• Available records:
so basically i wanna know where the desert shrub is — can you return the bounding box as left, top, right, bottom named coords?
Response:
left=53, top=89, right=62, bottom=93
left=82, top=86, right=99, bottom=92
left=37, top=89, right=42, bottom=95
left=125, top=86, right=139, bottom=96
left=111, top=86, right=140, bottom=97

• Requirement: Could you output every record above exactly as written?

• Answer below:
so basically i wanna know where the desert shrub is — can you return the bounding box as left, top, right, bottom named coords?
Response:
left=53, top=89, right=62, bottom=93
left=82, top=86, right=99, bottom=92
left=37, top=89, right=42, bottom=95
left=125, top=86, right=139, bottom=96
left=111, top=86, right=140, bottom=97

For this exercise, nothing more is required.